WHAT YOU NEED TO DO
Each line below should be reproduced without any alteration.

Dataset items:
'''

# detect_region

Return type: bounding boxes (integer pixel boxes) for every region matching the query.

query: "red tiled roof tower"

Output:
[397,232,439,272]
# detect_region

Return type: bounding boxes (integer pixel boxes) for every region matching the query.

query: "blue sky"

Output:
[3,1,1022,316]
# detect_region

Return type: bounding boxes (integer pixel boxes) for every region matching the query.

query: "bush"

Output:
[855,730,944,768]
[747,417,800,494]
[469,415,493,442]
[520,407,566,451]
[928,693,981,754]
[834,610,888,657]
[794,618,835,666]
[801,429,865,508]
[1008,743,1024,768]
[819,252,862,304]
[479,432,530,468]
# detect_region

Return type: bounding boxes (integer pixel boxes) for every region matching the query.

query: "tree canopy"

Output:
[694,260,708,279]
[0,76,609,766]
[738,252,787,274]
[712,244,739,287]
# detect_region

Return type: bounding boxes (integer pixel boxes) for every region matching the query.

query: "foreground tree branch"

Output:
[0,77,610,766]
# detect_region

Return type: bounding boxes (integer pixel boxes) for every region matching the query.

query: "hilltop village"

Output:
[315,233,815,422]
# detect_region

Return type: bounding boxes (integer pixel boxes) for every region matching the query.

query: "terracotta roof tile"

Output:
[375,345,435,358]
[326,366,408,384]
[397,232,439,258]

'''

OUTPUT FOR THIS TASK
# detect_region

Return type: bounding boxes (integer pixel boxes) for every region matching the query.

query: "red tiled roof tower"

Output:
[397,232,439,272]
# detect_region

Return type: bounding boxes (integer pixel boxes) for every region matching the query.

query: "blue sky"

Output:
[3,1,1022,316]
# detect_region

Return type: bounding boxes (integer pixel boxes) for every region matching the query.

query: "bush"

Output:
[855,730,944,768]
[747,417,800,494]
[469,415,493,442]
[520,407,566,451]
[928,693,981,754]
[834,610,888,657]
[794,618,835,666]
[801,429,865,508]
[1008,743,1024,768]
[819,252,862,304]
[479,432,530,468]
# detect_region

Return type: bounding boxes (integer pixel boxes) for every region matching the query.

query: "tree canopy"

Output:
[694,260,708,279]
[0,76,609,766]
[738,252,787,274]
[712,244,739,287]
# detect_region

Return type: bounding boxes (integer pixel boxes) for every region matching the query.

query: "foreground tree branch"

Output:
[0,77,610,766]
# detect_region

Return type: bounding boxes (integer pixel boxes) for every region matching the query.

query: "hilltop village"

Output:
[315,233,815,422]
# detect_region

Return type: bounding boxes (integer pixel boxes) for every region matching the query.

query: "terracotta roof tile"

Output:
[375,345,435,358]
[326,366,408,384]
[397,232,439,258]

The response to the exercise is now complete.